• WORK TO DO
In the forum thread below, why can the walsender's read_page callback for logical decoding do better than logical_read_local_xlog_page? Answer in one to three sentences.

• TEXT PASSAGE
BEGIN
As you can see, after get CopyDone from backend. Backend still send KeepAlive message. But same scenario on physycal replication work well.

Gordiychuk · 2016-05-03T19:21:46Z

@davecramer do you think problem describe above postgresql sever bug or bug implementation in driver?

davecramer · 2016-05-03T19:24:07Z

@Gordiychuk I'd suggest posting to hackers... I don't know enough right now to comment

davecramer · 2016-05-04T11:17:13Z

@Gordiychuk I suspect this is a bug with the driver implementation. Replication is fairly well tested

Gordiychuk · 2016-05-04T19:58:56Z

After some code analize, I found problem in postgresql. And right now prepare patch. Inside walsender. WalSndLoop conaint next check

        /*
         * If we don't have any pending data in the output buffer, try to send
         * some more.  If there is some, we don't bother to call send_data
         * again until we've flushed it ... but we'd better assume we are not
         * caught up.
         */
        if (!pq_is_send_pending())
            send_data();
        else
            WalSndCaughtUp = false;

that execute callback for tranform wal record and send it. Then for logical replication executes

/*
 * read_page callback for logical decoding contexts, as a walsender process.
 *
 * Inside the walsender we can do better than logical_read_local_xlog_page,
 * which has to do a plain sleep/busy loop, because the walsender's latch gets
 * set everytime WAL is flushed.
 */
static int
logical_read_xlog_page(XLogReaderState *state, XLogRecPtr targetPagePtr, int reqLen,
                XLogRecPtr targetRecPtr, char *cur_page, TimeLineID *pageTLI)

and it code start long loop with waiting available to send wals

/*
 * Wait till WAL < loc is flushed to disk so it can be safely read.
 */
static XLogRecPtr
WalSndWaitForWal(XLogRecPtr loc)
{
    int         wakeEvents;
    static XLogRecPtr RecentFlushPtr = InvalidXLogRecPtr;


    /*
     * Fast path to avoid acquiring the spinlock in the we already know we
     * have enough WAL available. This is particularly interesting if we're
     * far behind.
     */
    if (RecentFlushPtr != InvalidXLogRecPtr &&
        loc <= RecentFlushPtr)
        return RecentFlushPtr;

    /* Get a more recent flush pointer. */
    if (!RecoveryInProgress())
        RecentFlushPtr = GetFlushRecPtr();
    else
        RecentFlushPtr = GetXLogReplayRecPtr(NULL);

    for (;;)
END
• DATASET ROWS
BEGIN
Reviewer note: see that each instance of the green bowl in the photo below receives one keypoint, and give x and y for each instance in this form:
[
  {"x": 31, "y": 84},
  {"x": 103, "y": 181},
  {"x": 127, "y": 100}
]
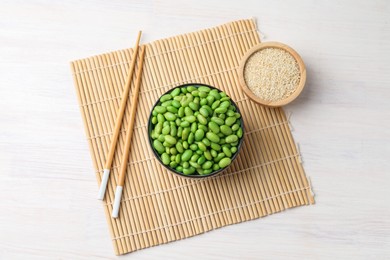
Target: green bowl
[{"x": 150, "y": 126}]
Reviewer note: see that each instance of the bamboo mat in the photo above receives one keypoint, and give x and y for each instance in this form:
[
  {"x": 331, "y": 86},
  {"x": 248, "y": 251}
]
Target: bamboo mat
[{"x": 157, "y": 206}]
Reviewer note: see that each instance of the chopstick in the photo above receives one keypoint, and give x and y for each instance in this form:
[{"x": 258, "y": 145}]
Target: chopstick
[
  {"x": 129, "y": 134},
  {"x": 118, "y": 123}
]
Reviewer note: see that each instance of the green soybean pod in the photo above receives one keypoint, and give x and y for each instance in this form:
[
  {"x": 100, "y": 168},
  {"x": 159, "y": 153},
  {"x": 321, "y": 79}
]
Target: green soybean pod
[
  {"x": 188, "y": 171},
  {"x": 186, "y": 165},
  {"x": 204, "y": 89},
  {"x": 220, "y": 110},
  {"x": 204, "y": 112},
  {"x": 208, "y": 108},
  {"x": 165, "y": 97},
  {"x": 173, "y": 131},
  {"x": 225, "y": 104},
  {"x": 178, "y": 158},
  {"x": 219, "y": 157},
  {"x": 172, "y": 109},
  {"x": 201, "y": 160},
  {"x": 166, "y": 130},
  {"x": 215, "y": 105},
  {"x": 175, "y": 92},
  {"x": 207, "y": 155},
  {"x": 160, "y": 109},
  {"x": 158, "y": 128},
  {"x": 230, "y": 113},
  {"x": 172, "y": 164},
  {"x": 217, "y": 120},
  {"x": 166, "y": 103},
  {"x": 194, "y": 164},
  {"x": 186, "y": 156},
  {"x": 203, "y": 127},
  {"x": 208, "y": 171},
  {"x": 194, "y": 157},
  {"x": 215, "y": 146},
  {"x": 158, "y": 146},
  {"x": 235, "y": 127},
  {"x": 231, "y": 139},
  {"x": 190, "y": 119},
  {"x": 161, "y": 138},
  {"x": 206, "y": 141},
  {"x": 179, "y": 131},
  {"x": 188, "y": 111},
  {"x": 194, "y": 127},
  {"x": 230, "y": 120},
  {"x": 170, "y": 116},
  {"x": 207, "y": 165},
  {"x": 179, "y": 147},
  {"x": 199, "y": 134},
  {"x": 224, "y": 162},
  {"x": 160, "y": 118},
  {"x": 202, "y": 120},
  {"x": 178, "y": 98},
  {"x": 239, "y": 133},
  {"x": 226, "y": 130},
  {"x": 215, "y": 94},
  {"x": 202, "y": 146},
  {"x": 214, "y": 127},
  {"x": 185, "y": 134},
  {"x": 185, "y": 124},
  {"x": 194, "y": 147},
  {"x": 212, "y": 137},
  {"x": 193, "y": 106},
  {"x": 170, "y": 139},
  {"x": 173, "y": 151},
  {"x": 210, "y": 100},
  {"x": 202, "y": 94},
  {"x": 165, "y": 159},
  {"x": 180, "y": 112},
  {"x": 191, "y": 88},
  {"x": 191, "y": 138},
  {"x": 226, "y": 151},
  {"x": 178, "y": 121}
]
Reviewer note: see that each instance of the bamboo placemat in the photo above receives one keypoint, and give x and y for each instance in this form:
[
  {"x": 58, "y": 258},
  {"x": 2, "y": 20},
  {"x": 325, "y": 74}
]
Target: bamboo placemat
[{"x": 157, "y": 206}]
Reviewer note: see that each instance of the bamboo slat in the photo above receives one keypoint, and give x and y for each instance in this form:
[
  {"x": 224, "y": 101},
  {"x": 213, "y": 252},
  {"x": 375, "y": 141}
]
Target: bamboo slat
[{"x": 159, "y": 207}]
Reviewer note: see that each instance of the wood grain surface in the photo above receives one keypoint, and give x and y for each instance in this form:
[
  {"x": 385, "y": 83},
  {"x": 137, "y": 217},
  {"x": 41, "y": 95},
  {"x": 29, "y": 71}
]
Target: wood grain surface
[{"x": 48, "y": 206}]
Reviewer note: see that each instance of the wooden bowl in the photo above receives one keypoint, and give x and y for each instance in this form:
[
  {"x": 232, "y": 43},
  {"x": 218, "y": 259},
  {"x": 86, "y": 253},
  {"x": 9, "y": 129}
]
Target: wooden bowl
[{"x": 249, "y": 92}]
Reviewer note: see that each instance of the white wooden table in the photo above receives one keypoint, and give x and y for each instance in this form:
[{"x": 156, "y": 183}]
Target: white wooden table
[{"x": 48, "y": 206}]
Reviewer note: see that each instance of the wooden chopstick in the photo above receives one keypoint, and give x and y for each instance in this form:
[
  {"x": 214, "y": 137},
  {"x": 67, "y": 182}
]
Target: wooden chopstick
[
  {"x": 118, "y": 123},
  {"x": 129, "y": 134}
]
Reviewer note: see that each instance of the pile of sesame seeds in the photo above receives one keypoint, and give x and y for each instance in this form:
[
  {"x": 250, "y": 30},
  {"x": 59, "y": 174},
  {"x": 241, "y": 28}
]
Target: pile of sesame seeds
[{"x": 272, "y": 74}]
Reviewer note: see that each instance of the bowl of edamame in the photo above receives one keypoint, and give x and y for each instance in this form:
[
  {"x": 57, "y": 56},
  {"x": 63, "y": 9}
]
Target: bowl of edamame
[{"x": 195, "y": 130}]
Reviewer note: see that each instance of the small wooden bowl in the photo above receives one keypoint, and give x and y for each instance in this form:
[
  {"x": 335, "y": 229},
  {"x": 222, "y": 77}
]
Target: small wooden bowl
[{"x": 251, "y": 95}]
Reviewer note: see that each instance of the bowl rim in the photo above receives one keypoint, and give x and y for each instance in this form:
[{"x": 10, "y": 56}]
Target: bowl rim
[
  {"x": 177, "y": 172},
  {"x": 264, "y": 45}
]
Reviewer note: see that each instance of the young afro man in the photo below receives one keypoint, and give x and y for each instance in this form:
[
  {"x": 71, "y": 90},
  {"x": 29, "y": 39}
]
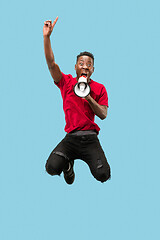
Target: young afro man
[{"x": 81, "y": 141}]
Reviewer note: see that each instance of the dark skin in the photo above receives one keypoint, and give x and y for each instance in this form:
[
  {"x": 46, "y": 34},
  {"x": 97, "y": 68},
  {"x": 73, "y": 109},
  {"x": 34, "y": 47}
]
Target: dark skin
[{"x": 84, "y": 65}]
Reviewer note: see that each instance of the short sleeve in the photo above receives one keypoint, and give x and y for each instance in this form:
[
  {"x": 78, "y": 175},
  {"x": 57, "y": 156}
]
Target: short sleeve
[
  {"x": 61, "y": 83},
  {"x": 103, "y": 100}
]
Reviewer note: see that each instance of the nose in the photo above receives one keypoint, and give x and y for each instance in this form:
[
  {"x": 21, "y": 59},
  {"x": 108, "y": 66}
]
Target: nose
[{"x": 85, "y": 67}]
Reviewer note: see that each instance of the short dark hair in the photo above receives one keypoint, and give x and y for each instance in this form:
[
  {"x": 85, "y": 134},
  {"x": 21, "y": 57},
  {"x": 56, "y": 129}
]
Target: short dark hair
[{"x": 86, "y": 54}]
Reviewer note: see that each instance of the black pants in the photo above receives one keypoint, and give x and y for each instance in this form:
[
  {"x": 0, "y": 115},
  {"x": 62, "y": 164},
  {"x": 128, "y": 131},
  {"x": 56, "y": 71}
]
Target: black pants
[{"x": 86, "y": 148}]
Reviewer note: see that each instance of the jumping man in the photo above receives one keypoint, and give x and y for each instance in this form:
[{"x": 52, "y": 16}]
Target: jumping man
[{"x": 81, "y": 140}]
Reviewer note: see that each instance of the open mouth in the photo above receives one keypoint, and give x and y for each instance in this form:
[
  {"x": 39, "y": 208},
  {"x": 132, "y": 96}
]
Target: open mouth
[{"x": 84, "y": 74}]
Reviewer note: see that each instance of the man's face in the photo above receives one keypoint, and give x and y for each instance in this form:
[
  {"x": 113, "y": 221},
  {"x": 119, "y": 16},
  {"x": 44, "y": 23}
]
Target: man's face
[{"x": 84, "y": 66}]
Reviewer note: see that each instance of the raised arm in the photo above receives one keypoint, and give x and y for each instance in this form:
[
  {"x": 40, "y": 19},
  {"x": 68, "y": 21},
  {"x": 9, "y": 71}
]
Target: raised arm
[{"x": 53, "y": 67}]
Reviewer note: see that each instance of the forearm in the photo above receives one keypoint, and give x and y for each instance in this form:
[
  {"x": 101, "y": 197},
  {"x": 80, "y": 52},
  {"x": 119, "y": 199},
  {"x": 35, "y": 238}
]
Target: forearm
[
  {"x": 48, "y": 51},
  {"x": 100, "y": 111}
]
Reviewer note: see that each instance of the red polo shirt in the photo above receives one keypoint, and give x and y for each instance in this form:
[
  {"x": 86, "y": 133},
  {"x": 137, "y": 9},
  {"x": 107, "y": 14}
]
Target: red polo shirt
[{"x": 78, "y": 113}]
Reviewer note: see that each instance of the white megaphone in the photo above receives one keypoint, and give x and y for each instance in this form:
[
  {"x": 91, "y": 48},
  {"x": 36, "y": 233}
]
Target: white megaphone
[{"x": 82, "y": 88}]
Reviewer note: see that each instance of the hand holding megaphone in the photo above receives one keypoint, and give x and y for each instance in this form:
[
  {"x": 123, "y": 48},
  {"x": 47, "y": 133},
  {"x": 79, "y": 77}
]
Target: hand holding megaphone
[{"x": 82, "y": 88}]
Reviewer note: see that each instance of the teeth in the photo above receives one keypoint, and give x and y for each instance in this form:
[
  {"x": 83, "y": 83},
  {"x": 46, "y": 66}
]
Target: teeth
[{"x": 84, "y": 74}]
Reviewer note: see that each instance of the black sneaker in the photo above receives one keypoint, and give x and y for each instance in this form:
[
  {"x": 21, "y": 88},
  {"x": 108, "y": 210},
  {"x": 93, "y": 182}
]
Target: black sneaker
[{"x": 69, "y": 173}]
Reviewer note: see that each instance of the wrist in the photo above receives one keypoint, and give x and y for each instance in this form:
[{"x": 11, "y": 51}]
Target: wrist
[{"x": 46, "y": 36}]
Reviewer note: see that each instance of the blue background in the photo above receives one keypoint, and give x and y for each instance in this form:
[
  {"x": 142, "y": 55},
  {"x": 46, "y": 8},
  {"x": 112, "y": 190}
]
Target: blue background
[{"x": 124, "y": 36}]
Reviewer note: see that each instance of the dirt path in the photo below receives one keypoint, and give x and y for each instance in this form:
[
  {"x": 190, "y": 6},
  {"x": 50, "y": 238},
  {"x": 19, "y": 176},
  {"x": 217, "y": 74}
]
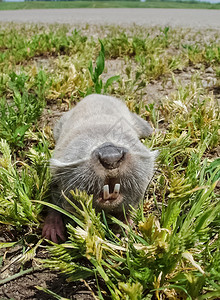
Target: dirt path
[{"x": 196, "y": 18}]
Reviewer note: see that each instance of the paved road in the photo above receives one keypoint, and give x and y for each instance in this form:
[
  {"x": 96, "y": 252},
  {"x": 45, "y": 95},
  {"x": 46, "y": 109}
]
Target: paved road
[{"x": 195, "y": 18}]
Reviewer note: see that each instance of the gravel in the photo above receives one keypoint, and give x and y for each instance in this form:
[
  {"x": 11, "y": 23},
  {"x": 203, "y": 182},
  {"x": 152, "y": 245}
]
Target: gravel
[{"x": 194, "y": 18}]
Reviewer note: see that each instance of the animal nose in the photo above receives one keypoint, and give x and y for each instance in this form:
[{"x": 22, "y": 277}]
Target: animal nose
[{"x": 110, "y": 155}]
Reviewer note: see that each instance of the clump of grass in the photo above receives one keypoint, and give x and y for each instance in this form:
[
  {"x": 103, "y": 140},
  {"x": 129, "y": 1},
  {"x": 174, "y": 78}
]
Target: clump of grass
[
  {"x": 21, "y": 106},
  {"x": 158, "y": 259},
  {"x": 21, "y": 182}
]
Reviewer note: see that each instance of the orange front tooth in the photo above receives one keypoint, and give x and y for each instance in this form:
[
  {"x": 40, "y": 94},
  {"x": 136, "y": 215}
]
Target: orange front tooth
[{"x": 105, "y": 192}]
END
• ANSWER FOR THIS EXERCISE
logical_read_local_xlog_page has to use a plain sleep/busy loop. The walsender's latch gets set every time WAL is flushed, so inside the walsender the callback does not need that loop.